Copy word for word the lines from the beginning of the entries below through the line containing "(462, 976), (549, 1000)", with both of those lines included. Leave the picture out of your copy.

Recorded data
◆ ◆ ◆

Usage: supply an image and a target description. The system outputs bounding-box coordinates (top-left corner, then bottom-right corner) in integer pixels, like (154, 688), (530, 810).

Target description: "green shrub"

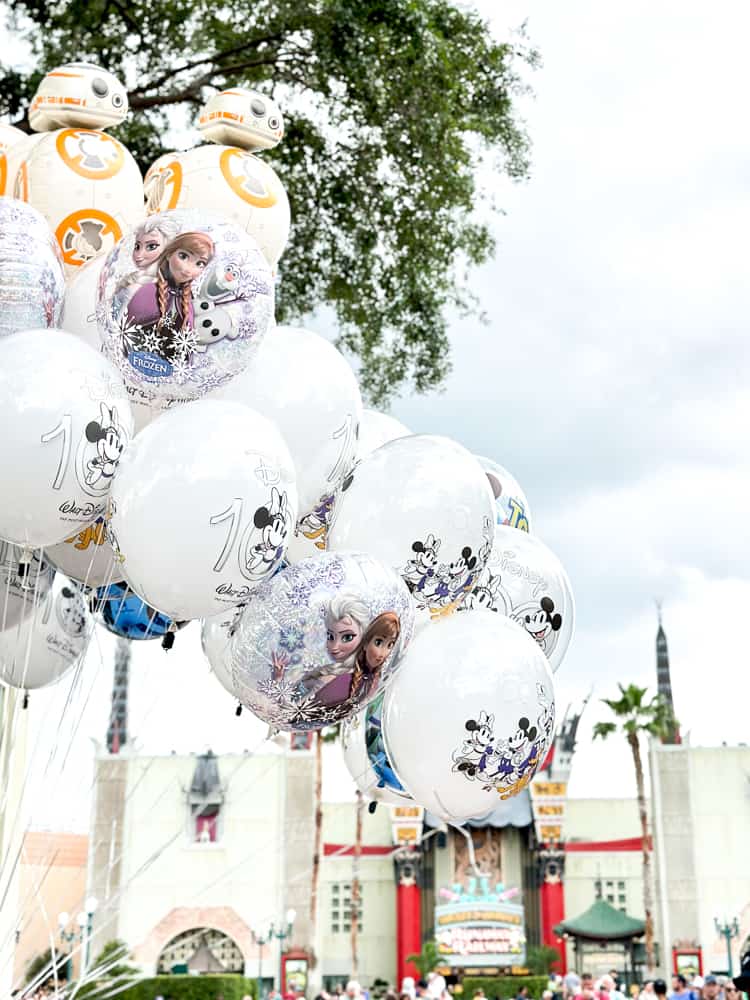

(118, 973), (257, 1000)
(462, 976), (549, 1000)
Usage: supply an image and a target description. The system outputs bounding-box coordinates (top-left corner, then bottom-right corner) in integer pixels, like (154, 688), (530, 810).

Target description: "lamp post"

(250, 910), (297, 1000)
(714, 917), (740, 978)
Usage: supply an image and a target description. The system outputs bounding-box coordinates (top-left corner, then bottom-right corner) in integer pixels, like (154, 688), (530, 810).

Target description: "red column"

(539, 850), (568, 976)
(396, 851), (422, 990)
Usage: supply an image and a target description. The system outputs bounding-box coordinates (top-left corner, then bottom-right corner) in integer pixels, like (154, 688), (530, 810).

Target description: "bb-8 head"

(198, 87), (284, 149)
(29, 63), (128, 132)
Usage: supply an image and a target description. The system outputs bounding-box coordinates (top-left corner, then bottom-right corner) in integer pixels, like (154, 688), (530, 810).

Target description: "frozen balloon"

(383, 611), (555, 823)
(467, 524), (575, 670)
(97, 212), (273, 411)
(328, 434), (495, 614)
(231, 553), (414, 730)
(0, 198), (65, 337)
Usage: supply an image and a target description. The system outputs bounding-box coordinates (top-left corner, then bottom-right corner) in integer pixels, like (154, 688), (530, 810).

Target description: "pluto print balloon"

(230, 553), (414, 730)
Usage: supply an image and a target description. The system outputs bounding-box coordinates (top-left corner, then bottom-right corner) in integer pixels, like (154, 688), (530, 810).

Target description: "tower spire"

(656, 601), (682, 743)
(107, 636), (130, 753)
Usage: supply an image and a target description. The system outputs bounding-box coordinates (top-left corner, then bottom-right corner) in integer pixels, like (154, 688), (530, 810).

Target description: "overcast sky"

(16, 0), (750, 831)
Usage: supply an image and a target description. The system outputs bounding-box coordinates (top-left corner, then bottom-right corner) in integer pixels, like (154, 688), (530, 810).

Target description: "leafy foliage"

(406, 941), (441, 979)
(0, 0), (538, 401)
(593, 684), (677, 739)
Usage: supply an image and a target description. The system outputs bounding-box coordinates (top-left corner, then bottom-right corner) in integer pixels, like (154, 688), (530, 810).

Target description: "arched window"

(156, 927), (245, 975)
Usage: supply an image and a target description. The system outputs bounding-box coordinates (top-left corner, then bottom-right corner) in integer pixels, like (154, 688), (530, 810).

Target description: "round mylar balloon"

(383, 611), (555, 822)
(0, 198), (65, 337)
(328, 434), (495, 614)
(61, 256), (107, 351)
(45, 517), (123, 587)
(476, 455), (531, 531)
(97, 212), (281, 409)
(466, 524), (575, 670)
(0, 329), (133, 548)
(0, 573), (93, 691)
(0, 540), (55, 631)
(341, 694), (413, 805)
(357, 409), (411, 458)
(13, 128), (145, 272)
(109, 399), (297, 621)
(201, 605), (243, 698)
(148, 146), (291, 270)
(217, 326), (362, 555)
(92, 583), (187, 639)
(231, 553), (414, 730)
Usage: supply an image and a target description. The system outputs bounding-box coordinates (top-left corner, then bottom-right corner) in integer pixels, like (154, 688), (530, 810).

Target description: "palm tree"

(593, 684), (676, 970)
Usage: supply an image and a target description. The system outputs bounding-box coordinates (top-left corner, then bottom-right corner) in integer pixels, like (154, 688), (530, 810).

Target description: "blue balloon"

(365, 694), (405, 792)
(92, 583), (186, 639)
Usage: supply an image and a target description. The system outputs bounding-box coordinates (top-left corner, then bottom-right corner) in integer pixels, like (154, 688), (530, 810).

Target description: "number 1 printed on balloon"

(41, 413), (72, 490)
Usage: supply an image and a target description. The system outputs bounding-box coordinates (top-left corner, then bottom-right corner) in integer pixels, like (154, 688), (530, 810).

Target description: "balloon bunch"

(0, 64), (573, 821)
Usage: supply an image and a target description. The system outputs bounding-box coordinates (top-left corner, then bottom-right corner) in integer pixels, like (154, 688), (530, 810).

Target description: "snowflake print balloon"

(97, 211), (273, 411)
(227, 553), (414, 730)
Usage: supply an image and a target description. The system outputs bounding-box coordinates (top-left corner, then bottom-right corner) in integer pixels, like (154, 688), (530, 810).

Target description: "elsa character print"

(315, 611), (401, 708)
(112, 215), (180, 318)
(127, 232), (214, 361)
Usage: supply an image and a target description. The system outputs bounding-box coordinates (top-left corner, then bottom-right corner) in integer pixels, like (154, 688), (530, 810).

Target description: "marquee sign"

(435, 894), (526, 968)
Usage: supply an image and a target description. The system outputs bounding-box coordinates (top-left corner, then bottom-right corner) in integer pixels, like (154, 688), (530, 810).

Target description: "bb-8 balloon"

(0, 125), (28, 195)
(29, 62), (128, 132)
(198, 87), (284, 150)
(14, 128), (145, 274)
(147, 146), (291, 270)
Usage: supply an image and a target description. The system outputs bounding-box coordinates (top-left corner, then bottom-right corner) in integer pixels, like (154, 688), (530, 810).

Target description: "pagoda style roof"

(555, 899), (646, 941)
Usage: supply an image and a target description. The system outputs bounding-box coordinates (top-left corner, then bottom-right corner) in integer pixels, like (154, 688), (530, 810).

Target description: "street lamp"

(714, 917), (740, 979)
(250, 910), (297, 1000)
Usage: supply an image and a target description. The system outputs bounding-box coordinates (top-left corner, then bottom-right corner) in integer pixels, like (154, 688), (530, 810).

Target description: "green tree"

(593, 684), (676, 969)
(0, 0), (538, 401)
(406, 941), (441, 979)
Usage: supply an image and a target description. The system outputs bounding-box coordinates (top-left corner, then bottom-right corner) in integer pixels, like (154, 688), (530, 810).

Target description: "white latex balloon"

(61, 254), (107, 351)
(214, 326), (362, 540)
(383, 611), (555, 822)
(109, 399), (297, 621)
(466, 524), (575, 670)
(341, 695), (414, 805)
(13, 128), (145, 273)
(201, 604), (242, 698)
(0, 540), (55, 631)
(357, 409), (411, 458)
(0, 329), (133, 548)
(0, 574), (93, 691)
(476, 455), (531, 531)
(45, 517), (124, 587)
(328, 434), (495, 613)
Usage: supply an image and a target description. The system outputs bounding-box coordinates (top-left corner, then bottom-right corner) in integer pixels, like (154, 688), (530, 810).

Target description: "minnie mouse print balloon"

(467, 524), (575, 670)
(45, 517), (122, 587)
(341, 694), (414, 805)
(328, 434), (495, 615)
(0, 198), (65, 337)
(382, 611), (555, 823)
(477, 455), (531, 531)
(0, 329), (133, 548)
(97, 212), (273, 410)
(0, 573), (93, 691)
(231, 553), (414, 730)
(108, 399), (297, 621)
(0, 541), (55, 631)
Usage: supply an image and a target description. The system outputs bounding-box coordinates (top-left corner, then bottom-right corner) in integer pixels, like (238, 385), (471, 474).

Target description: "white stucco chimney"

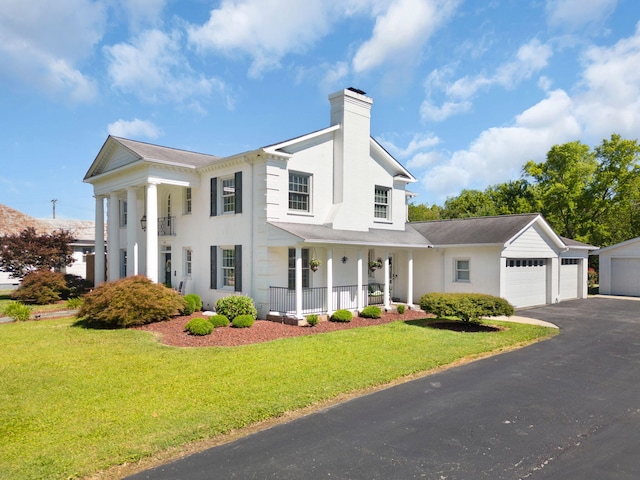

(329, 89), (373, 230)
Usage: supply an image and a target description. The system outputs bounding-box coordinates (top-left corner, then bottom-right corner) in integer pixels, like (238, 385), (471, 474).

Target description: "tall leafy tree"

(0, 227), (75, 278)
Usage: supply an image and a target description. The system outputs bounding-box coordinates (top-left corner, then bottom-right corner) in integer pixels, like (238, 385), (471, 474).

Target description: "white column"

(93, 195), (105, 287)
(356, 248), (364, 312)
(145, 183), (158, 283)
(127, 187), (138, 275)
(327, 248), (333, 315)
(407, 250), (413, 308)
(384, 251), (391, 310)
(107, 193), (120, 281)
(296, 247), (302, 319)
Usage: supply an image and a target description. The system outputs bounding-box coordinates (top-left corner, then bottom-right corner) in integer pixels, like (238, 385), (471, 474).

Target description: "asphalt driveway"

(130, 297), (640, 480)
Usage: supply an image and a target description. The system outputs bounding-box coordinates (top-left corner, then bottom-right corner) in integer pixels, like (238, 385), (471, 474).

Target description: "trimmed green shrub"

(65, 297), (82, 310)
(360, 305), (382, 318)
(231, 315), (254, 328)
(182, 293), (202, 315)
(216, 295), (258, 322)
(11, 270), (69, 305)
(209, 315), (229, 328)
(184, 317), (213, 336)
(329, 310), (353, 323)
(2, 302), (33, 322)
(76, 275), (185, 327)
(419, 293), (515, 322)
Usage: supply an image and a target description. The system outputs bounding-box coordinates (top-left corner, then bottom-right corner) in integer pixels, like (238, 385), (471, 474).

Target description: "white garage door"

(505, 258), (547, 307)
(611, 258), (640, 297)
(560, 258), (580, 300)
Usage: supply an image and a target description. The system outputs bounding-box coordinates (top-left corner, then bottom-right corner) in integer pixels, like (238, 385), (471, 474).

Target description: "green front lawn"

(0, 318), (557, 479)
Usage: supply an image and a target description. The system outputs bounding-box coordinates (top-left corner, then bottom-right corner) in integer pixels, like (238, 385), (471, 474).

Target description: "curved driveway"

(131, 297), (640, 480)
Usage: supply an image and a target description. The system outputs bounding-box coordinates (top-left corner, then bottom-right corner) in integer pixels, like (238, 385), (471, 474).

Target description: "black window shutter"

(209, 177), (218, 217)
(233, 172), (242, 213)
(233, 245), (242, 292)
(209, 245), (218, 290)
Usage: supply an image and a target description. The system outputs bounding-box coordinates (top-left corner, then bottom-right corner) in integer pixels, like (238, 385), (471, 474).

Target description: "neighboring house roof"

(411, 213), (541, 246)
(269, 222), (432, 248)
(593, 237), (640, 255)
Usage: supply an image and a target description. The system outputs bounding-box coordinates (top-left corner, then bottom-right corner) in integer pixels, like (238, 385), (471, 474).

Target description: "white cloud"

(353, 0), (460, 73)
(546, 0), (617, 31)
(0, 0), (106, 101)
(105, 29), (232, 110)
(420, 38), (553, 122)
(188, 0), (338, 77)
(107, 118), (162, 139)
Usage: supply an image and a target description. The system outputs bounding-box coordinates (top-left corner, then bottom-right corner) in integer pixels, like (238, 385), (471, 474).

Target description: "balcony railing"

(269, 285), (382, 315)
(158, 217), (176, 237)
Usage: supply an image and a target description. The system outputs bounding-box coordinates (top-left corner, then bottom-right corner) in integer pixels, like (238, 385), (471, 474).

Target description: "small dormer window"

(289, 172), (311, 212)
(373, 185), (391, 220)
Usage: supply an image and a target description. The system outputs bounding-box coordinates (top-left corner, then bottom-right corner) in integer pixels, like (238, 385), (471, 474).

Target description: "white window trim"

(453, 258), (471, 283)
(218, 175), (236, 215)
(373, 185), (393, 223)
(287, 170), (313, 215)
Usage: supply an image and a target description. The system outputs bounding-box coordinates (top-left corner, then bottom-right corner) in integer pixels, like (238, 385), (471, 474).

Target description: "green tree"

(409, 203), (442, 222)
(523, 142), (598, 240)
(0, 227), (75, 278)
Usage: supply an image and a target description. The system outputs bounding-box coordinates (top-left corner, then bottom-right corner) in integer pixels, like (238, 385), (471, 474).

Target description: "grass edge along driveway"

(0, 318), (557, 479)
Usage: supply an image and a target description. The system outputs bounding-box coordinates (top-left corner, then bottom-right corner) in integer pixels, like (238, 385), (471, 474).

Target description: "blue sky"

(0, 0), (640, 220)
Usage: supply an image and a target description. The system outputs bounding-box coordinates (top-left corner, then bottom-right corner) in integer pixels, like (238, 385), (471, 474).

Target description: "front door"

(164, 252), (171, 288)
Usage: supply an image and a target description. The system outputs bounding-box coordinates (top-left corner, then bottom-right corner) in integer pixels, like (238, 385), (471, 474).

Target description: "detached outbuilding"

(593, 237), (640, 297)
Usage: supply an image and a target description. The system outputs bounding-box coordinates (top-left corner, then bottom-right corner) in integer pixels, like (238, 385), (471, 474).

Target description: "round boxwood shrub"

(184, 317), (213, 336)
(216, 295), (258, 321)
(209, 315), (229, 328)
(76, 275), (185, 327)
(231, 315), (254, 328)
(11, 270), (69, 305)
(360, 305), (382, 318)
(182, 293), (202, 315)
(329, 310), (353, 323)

◆ ◆ ◆

* _Exercise response_:
Usage: supply an image and a target description. The system outputs bounding-box coordinates (top-left corner, then bottom-right corner) in integer pixels, like (154, 688), (530, 810).

Target description: "green shrub"


(118, 973), (257, 1000)
(462, 976), (549, 1000)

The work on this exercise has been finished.